Exercise prompt: Return the data that follows exactly. Include every line.

Data for the task:
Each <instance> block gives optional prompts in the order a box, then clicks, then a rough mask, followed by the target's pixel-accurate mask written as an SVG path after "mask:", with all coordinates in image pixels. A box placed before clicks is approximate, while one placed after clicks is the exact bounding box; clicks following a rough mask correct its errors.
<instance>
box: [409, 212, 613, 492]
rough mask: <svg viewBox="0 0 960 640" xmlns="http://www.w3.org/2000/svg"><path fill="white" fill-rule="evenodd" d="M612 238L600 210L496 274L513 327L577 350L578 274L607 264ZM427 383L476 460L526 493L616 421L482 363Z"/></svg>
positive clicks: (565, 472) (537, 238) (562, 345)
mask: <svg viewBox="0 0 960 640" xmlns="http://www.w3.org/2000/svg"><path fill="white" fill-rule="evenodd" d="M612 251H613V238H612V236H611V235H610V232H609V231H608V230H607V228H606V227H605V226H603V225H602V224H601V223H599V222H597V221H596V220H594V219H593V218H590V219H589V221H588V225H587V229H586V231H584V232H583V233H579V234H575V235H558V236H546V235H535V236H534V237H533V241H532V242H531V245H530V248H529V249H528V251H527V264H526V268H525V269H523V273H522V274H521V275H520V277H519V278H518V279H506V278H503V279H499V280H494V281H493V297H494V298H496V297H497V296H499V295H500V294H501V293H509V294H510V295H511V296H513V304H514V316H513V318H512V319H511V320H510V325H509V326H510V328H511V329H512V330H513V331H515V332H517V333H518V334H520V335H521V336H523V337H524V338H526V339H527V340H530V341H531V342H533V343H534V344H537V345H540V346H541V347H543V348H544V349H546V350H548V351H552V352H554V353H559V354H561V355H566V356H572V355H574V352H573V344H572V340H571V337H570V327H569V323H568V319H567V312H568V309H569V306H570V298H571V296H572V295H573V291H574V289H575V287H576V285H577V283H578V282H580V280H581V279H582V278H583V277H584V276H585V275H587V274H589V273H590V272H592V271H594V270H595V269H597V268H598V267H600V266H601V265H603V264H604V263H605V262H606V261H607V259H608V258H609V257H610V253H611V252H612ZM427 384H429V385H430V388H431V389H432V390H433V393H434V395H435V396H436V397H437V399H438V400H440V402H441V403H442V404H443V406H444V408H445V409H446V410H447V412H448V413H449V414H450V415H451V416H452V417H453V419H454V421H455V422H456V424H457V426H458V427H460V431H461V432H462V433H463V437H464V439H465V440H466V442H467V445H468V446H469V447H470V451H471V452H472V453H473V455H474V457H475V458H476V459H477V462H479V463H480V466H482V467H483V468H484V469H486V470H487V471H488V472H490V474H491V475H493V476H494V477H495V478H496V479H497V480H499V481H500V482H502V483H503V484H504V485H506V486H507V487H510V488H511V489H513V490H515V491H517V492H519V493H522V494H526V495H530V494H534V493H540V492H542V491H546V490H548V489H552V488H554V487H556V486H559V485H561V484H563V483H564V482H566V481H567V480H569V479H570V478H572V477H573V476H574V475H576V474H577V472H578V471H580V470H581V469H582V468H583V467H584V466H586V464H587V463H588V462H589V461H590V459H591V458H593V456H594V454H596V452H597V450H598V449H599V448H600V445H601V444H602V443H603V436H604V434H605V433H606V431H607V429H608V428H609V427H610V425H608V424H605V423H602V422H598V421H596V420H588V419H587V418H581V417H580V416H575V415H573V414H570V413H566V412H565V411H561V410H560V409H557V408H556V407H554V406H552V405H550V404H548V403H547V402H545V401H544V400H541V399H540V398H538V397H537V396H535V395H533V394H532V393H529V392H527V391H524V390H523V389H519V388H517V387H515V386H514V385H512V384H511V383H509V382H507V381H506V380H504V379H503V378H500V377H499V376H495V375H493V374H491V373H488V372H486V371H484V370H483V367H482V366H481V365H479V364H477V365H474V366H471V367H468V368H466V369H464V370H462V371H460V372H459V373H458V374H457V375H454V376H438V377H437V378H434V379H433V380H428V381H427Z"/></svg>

Written solution:
Each <instance> block gives optional prompts in the order a box, then clicks, then a rough mask, followed by the target's pixel-accurate mask written as an SVG path after "mask:", with all coordinates in image pixels. A box placed before clicks is approximate, while one placed after clicks is the exact bounding box; clicks following a rough mask correct its errors.
<instance>
box: [409, 212, 613, 492]
rough mask: <svg viewBox="0 0 960 640" xmlns="http://www.w3.org/2000/svg"><path fill="white" fill-rule="evenodd" d="M612 238L600 210L496 274L513 327L577 350L578 274L607 264ZM427 383L476 460L526 493L616 421L482 363Z"/></svg>
positive clicks: (565, 472) (537, 238) (562, 345)
mask: <svg viewBox="0 0 960 640" xmlns="http://www.w3.org/2000/svg"><path fill="white" fill-rule="evenodd" d="M612 251H613V238H612V236H611V235H610V232H609V231H608V230H607V228H606V227H605V226H603V225H602V224H601V223H599V222H597V221H596V220H594V219H593V218H590V219H589V221H588V225H587V229H586V231H584V232H583V233H579V234H575V235H558V236H546V235H535V236H534V237H533V241H532V242H531V245H530V248H529V249H528V251H527V264H526V268H525V269H523V273H522V274H521V275H520V277H519V278H518V279H506V278H503V279H499V280H494V281H493V297H494V298H496V297H497V296H499V295H500V294H501V293H509V294H510V295H511V296H513V304H514V316H513V318H512V319H511V320H510V325H509V326H510V328H511V329H512V330H513V331H515V332H517V333H518V334H520V335H521V336H523V337H524V338H526V339H527V340H530V341H531V342H533V343H534V344H537V345H540V346H541V347H543V348H544V349H546V350H548V351H552V352H554V353H559V354H561V355H566V356H572V355H574V352H573V344H572V340H571V337H570V327H569V323H568V319H567V312H568V309H569V306H570V298H571V296H572V295H573V291H574V289H575V287H576V285H577V283H578V282H580V280H581V279H582V278H583V277H584V276H585V275H587V274H589V273H590V272H592V271H594V270H595V269H597V268H598V267H600V266H601V265H603V264H604V263H605V262H606V261H607V259H608V258H609V257H610V253H611V252H612ZM427 384H429V385H430V388H431V389H432V390H433V393H434V395H435V396H436V397H437V399H438V400H440V402H441V403H442V404H443V406H444V408H445V409H446V410H447V412H448V413H449V414H450V415H451V416H452V417H453V419H454V421H455V422H456V424H457V426H458V427H460V431H461V432H462V433H463V437H464V439H465V440H466V442H467V445H468V446H469V447H470V451H471V452H472V453H473V455H474V457H475V458H476V459H477V462H479V463H480V466H482V467H483V468H484V469H486V470H487V471H488V472H490V474H491V475H493V476H494V477H495V478H496V479H497V480H499V481H500V482H502V483H503V484H504V485H506V486H507V487H510V488H511V489H513V490H515V491H517V492H519V493H522V494H526V495H530V494H534V493H540V492H542V491H546V490H548V489H552V488H554V487H556V486H559V485H561V484H563V483H564V482H566V481H567V480H569V479H570V478H572V477H573V476H574V475H576V474H577V472H578V471H580V470H581V469H582V468H583V467H584V466H586V464H587V463H588V462H589V461H590V459H591V458H593V456H594V454H596V452H597V450H598V449H599V448H600V445H601V444H602V443H603V436H604V434H605V433H606V431H607V429H608V428H609V427H610V425H608V424H605V423H602V422H598V421H596V420H588V419H587V418H581V417H580V416H575V415H573V414H570V413H566V412H565V411H561V410H560V409H557V408H556V407H554V406H552V405H550V404H548V403H547V402H545V401H544V400H541V399H540V398H538V397H537V396H535V395H533V394H532V393H529V392H527V391H524V390H523V389H519V388H517V387H515V386H514V385H512V384H511V383H509V382H507V381H506V380H504V379H503V378H500V377H499V376H495V375H493V374H491V373H488V372H486V371H484V370H483V367H482V366H481V365H479V364H477V365H474V366H471V367H468V368H466V369H464V370H462V371H460V372H459V373H458V374H457V375H454V376H438V377H437V378H434V379H433V380H428V381H427Z"/></svg>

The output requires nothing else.